Explore the material>
a) In the Baden family text, rewrite the part between "- Prince Maximilian" and "28 September 1907.", inclusive, with "Konstanz" renamed to "Constance".
b) According to the Baden family text, on what date did Maximilian become heir apparent to the Grand Duchy of Baden?
c) Using the Baden family text, explain why Abraham Lincoln sent a letter to Frederick I, Grand Duke of Baden.

Document extract>
⁂
Upon learning of the marriage, United States President Abraham Lincoln sent a letter to Wilhelm's elder brother Frederick I, Grand Duke of Baden in which Lincoln stated: "I participate in the satisfaction afforded by this happy event and pray Your Royal Highness to accept my sincere congratulations upon the occasion together with the assurances of my highest consideration".

They had two children:
- Princess Marie of Baden (Baden, 26 July 1865 - Baden, 29 November 1939); married Friedrich II, Duke of Anhalt.
- Prince Maximilian of Baden (Baden, 10 July 1867 - Konstanz, 6 November 1929); married Princess Marie Louise of Hanover (Gmunden am Traunsee 11 October 1879 - Schloß Salem 31 January 1948); had issue. Maximilian became heir apparent to the Grand Duchy of Baden on 28 September 1907.
⁂
Provided data>
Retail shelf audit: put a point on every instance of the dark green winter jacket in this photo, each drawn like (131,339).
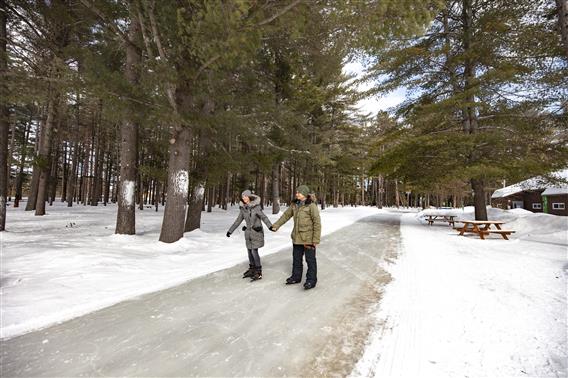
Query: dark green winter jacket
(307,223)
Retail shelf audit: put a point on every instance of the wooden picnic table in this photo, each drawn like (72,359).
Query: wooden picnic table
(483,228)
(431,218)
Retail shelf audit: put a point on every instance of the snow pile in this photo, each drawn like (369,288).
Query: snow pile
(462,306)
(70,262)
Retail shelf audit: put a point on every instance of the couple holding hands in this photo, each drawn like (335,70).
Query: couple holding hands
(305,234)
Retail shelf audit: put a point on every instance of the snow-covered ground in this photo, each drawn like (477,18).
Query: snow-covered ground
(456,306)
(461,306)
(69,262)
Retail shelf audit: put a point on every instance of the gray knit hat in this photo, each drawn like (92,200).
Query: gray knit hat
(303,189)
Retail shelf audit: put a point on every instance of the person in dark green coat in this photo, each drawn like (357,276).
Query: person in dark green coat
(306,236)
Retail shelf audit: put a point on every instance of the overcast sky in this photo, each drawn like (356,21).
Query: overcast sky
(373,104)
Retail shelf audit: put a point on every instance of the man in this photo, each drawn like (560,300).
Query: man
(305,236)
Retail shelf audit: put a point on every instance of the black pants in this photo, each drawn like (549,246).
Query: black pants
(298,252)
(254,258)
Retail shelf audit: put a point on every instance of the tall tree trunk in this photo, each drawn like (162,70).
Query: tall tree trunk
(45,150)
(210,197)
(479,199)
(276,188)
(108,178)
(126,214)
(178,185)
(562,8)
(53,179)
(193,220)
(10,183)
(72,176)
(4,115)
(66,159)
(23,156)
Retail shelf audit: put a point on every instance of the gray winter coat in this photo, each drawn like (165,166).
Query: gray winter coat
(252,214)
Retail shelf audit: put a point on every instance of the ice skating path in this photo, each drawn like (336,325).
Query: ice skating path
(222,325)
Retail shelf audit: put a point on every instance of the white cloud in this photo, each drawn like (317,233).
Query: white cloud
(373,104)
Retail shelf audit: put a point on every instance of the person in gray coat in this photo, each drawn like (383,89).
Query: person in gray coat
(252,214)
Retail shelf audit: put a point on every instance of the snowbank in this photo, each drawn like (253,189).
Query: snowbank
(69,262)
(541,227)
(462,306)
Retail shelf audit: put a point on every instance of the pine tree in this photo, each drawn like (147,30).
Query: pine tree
⁂
Responses>
a)
- Prince Maximilian of Baden (Baden, 10 July 1867 - Constance, 6 November 1929); married Princess Marie Louise of Hanover (Gmunden am Traunsee 11 October 1879 - Schloß Salem 31 January 1948); had issue. Maximilian became heir apparent to the Grand Duchy of Baden on 28 September 1907.

b) 28 September 1907.

c) Lincoln wrote after learning of the marriage. In the letter he expressed his satisfaction at the happy event and offered his sincere congratulations.